>> begin

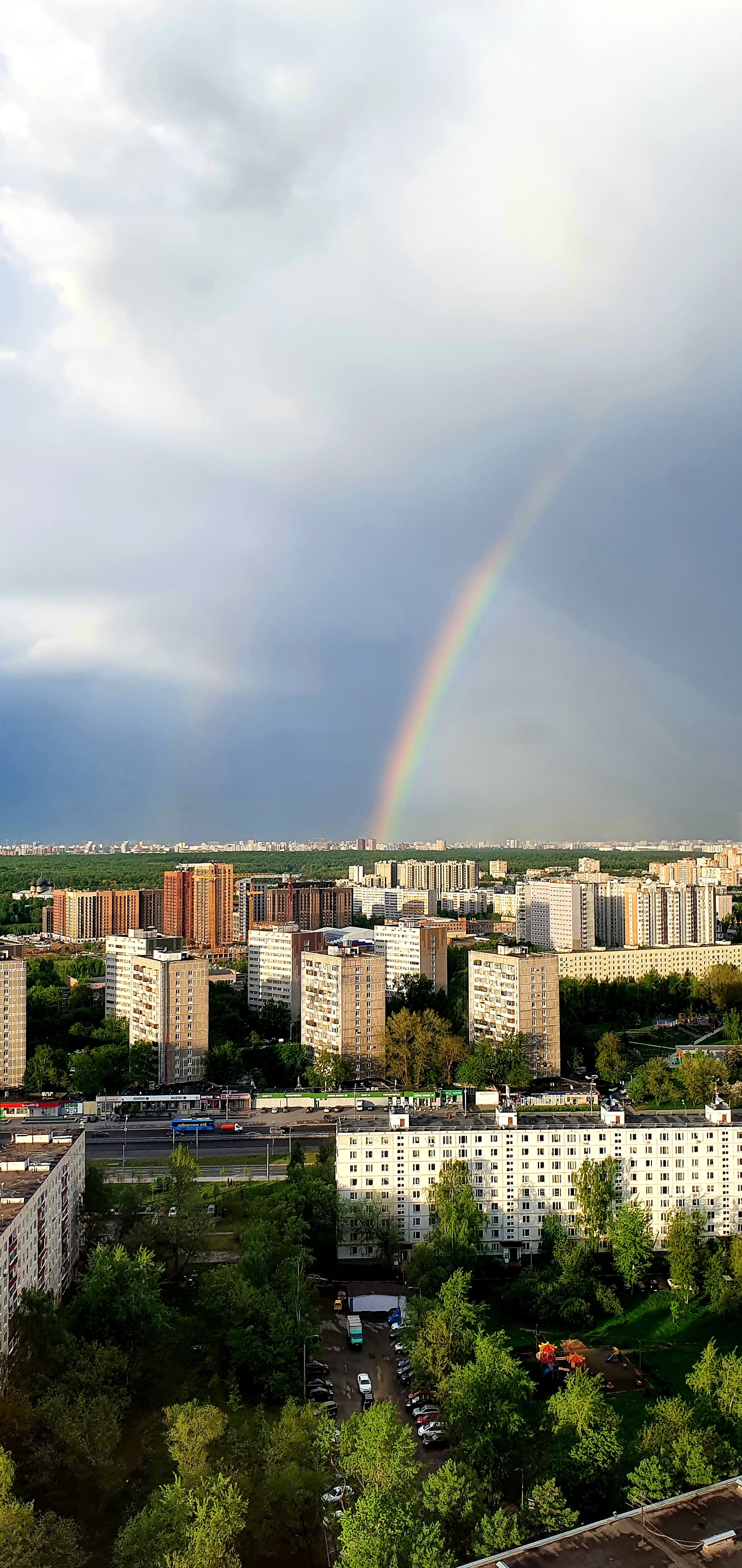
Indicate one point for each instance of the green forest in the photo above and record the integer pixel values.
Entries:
(146, 871)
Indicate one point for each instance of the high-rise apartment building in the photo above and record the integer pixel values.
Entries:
(213, 904)
(82, 916)
(344, 1006)
(170, 1009)
(609, 912)
(275, 965)
(12, 1013)
(415, 951)
(517, 993)
(443, 875)
(120, 954)
(388, 904)
(198, 904)
(557, 915)
(250, 905)
(40, 1238)
(178, 904)
(310, 905)
(670, 916)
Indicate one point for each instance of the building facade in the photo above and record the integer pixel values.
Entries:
(522, 1167)
(413, 949)
(12, 1012)
(82, 916)
(310, 905)
(43, 1180)
(344, 1006)
(170, 1010)
(120, 954)
(275, 965)
(517, 993)
(557, 915)
(634, 962)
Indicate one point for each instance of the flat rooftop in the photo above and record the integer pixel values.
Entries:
(527, 1122)
(26, 1161)
(667, 1536)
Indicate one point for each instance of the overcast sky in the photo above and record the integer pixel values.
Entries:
(297, 299)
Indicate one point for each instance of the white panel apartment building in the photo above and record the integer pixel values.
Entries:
(120, 954)
(388, 904)
(522, 1167)
(43, 1180)
(170, 1009)
(616, 963)
(557, 915)
(275, 965)
(514, 992)
(12, 1013)
(413, 949)
(344, 1006)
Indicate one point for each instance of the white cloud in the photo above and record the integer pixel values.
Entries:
(62, 637)
(272, 231)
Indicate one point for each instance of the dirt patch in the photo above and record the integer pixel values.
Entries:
(619, 1376)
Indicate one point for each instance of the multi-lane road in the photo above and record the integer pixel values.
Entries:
(154, 1141)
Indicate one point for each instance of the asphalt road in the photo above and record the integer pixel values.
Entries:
(106, 1141)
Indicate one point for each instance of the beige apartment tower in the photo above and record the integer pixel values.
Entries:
(12, 1013)
(517, 993)
(344, 1007)
(170, 1009)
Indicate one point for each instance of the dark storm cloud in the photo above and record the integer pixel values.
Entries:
(299, 299)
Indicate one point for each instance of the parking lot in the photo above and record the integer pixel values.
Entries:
(377, 1358)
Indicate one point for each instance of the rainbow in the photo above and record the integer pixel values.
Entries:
(454, 639)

>> end

§ **REQUIRED TASK**
Could you output every line from the one containing "Indicate one point for each instance of the asphalt" through the end of the records as a Markdown table, with a "Row" column giving its number and a "Line" column holding the line itself, and leave out any blank lines?

§ **OUTPUT OF THE TASK**
| Row | Line |
|---|---|
| 1 | Indicate one point for each instance of the asphalt road in the photo above and record the integer pixel values. |
| 2 | Entries: |
| 3 | (106, 1141) |
| 4 | Indicate one point for each instance of the beige apartment tower in the photo above and record the integer pixel values. |
| 5 | Entries: |
| 6 | (12, 1013) |
| 7 | (517, 993) |
| 8 | (344, 1007) |
| 9 | (170, 1009) |
| 10 | Indicate one point for each instance of the dark storm cloud in the photo above and record the integer pixel values. |
| 11 | Entries: |
| 12 | (299, 299) |
| 13 | Indicate one point for each instance of the parking lot in the photo above and record the integer pixel values. |
| 14 | Entries: |
| 15 | (377, 1358) |
| 16 | Indicate one point for each instance of the rainbow in the photo above and record the integer pixel values. |
| 17 | Entries: |
| 18 | (454, 639) |